(Data entries)
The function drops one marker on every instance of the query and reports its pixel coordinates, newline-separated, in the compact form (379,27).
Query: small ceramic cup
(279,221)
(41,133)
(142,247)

▶ Your instructions:
Return every record above. Copy each one exactly.

▶ Exercise solution:
The function drops one marker on every instance of the query and reports its pixel coordinates, newline-separated, in the compact form (379,27).
Query: small ceramic cup
(279,221)
(41,133)
(142,247)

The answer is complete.